▸ **GOAL**:
From the line that includes "Find every instance of the gothic" to the last line of the records, inclusive, repeat each line exactly.

▸ **EXERCISE MATERIAL**:
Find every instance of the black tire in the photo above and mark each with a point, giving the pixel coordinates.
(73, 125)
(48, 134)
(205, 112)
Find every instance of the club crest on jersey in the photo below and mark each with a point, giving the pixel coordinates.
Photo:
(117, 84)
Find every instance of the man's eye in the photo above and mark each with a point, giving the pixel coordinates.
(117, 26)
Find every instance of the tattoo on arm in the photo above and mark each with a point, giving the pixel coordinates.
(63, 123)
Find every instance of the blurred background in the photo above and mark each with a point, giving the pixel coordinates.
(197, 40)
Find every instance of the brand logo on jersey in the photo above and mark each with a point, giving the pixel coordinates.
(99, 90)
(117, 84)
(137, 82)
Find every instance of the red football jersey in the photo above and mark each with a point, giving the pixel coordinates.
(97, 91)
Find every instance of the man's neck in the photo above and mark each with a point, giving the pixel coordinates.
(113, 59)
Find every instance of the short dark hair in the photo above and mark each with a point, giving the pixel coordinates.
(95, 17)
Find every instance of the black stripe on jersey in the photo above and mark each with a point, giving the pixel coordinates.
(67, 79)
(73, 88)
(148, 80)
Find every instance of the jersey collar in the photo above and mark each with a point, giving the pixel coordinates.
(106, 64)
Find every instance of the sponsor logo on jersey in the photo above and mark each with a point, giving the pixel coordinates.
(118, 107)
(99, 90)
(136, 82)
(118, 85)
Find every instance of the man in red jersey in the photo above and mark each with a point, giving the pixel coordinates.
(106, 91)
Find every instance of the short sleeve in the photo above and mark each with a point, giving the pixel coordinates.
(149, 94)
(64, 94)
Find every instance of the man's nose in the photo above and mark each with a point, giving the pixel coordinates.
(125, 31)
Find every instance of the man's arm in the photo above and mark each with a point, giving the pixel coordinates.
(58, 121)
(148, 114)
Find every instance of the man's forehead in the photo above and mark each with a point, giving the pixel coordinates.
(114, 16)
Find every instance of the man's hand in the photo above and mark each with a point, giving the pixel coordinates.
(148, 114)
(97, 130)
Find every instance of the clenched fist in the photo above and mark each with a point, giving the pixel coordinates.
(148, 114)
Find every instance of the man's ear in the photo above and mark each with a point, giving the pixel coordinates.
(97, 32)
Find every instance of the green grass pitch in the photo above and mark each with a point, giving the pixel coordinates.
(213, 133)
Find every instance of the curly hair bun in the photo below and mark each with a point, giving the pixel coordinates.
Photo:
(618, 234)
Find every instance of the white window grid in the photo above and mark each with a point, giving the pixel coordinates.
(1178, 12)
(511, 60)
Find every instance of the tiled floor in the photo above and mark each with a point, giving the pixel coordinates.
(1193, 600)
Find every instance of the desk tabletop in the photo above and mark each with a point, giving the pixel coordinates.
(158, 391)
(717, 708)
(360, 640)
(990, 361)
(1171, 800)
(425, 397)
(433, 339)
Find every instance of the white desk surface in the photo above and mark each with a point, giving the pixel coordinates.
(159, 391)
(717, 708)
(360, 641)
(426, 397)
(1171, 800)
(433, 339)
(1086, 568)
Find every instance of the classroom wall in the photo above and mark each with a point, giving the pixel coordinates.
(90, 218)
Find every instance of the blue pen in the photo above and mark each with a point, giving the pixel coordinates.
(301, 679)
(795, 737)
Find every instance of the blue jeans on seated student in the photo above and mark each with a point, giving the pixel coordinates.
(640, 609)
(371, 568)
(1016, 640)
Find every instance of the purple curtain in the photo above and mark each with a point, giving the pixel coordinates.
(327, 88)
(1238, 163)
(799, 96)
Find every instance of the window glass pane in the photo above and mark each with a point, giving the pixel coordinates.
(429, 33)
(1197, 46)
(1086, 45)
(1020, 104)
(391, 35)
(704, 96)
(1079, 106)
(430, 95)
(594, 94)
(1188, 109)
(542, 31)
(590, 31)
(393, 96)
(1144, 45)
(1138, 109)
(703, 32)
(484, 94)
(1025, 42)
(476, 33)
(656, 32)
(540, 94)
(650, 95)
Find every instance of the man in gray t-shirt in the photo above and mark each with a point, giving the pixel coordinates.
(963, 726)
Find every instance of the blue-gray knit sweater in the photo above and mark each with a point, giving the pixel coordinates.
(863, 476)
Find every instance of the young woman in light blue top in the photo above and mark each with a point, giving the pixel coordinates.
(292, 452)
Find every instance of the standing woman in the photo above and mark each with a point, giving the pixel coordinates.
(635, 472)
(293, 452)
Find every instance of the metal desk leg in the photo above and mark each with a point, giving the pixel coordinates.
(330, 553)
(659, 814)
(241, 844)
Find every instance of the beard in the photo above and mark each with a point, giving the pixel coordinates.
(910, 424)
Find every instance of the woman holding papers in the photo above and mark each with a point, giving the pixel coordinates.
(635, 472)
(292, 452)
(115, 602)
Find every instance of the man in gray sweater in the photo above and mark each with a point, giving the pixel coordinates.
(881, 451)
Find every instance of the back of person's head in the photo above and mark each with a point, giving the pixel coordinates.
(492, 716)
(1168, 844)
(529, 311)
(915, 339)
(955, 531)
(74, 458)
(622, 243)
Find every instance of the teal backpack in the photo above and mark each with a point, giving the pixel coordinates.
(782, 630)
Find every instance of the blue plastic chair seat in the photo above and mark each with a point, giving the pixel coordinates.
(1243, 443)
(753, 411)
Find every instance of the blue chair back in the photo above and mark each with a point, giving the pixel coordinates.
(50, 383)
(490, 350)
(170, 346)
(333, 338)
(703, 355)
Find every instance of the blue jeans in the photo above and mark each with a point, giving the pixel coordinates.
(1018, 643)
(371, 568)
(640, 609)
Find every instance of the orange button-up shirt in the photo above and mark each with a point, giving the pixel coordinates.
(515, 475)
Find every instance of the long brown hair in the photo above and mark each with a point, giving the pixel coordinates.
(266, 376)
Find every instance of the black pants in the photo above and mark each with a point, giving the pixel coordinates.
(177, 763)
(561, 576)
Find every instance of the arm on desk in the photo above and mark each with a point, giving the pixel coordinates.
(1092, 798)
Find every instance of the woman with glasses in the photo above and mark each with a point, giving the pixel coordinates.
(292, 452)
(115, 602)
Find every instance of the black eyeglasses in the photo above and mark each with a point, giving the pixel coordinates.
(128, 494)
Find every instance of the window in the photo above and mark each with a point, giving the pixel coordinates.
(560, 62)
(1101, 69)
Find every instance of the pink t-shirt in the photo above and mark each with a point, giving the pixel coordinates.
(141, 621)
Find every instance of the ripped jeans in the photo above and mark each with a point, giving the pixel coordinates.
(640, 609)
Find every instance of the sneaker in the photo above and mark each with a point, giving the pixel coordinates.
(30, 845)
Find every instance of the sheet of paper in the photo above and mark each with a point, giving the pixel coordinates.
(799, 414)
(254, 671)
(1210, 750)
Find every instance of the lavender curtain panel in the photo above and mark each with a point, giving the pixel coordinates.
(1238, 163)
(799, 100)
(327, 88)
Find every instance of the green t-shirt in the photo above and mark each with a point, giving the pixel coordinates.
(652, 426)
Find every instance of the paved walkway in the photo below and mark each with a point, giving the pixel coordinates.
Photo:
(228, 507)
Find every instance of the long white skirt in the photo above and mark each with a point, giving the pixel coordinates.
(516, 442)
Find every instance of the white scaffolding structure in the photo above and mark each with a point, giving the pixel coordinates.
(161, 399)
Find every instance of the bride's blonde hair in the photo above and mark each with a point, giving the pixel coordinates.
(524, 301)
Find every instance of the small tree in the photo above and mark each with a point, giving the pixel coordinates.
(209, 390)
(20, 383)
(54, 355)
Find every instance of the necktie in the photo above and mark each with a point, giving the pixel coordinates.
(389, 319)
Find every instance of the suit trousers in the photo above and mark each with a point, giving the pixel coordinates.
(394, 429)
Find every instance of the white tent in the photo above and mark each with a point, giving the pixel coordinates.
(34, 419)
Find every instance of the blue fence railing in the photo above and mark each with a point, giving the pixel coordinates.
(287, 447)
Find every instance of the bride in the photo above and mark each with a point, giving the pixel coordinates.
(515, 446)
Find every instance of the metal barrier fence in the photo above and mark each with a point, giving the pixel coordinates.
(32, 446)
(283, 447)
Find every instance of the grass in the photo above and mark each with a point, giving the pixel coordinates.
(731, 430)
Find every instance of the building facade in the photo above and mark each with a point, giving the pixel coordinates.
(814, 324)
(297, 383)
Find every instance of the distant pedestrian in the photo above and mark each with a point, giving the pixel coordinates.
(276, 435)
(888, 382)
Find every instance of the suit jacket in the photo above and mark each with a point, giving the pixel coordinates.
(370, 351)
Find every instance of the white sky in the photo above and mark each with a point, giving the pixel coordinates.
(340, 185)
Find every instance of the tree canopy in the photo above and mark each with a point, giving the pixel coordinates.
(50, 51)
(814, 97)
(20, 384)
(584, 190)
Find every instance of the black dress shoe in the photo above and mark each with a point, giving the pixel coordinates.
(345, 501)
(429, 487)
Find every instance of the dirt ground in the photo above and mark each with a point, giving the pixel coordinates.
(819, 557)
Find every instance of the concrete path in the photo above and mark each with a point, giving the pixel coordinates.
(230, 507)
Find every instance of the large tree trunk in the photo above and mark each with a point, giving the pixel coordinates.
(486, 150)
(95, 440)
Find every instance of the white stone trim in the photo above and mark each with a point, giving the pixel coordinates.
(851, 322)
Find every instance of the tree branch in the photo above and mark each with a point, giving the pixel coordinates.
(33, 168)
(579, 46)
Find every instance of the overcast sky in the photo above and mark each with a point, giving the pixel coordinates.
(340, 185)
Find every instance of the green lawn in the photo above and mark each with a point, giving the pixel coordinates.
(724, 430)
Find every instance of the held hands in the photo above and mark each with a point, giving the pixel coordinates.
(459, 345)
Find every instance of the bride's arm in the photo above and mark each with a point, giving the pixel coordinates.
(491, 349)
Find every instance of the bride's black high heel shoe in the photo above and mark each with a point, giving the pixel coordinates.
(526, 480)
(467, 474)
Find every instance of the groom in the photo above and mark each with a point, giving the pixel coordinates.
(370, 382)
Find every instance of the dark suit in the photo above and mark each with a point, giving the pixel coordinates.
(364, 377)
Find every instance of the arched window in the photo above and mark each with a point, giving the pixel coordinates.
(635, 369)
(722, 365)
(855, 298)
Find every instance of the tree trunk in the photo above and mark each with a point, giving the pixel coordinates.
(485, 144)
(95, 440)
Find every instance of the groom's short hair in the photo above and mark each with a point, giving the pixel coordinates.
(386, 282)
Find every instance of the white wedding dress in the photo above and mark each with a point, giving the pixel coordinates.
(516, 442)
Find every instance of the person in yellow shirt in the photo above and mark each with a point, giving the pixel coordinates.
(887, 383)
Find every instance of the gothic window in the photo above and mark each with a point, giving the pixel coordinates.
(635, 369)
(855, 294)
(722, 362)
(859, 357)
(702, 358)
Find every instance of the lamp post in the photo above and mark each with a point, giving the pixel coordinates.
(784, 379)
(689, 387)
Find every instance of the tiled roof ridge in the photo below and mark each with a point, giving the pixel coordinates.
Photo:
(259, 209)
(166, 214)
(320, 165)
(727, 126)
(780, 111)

▸ **SOLUTION**:
Find every instance of the gothic window in the photo above and mark each with a point, giving the pixel coordinates.
(635, 369)
(855, 294)
(722, 362)
(859, 357)
(702, 358)
Find every instance of the lamp post in the photo above and mark each with a point, giving the pixel coordinates.
(784, 379)
(689, 387)
Find every instance of the tiled roof ridge in the photo below and mark each with a point, giving the pixel coordinates.
Photo:
(259, 209)
(166, 214)
(320, 165)
(727, 126)
(780, 111)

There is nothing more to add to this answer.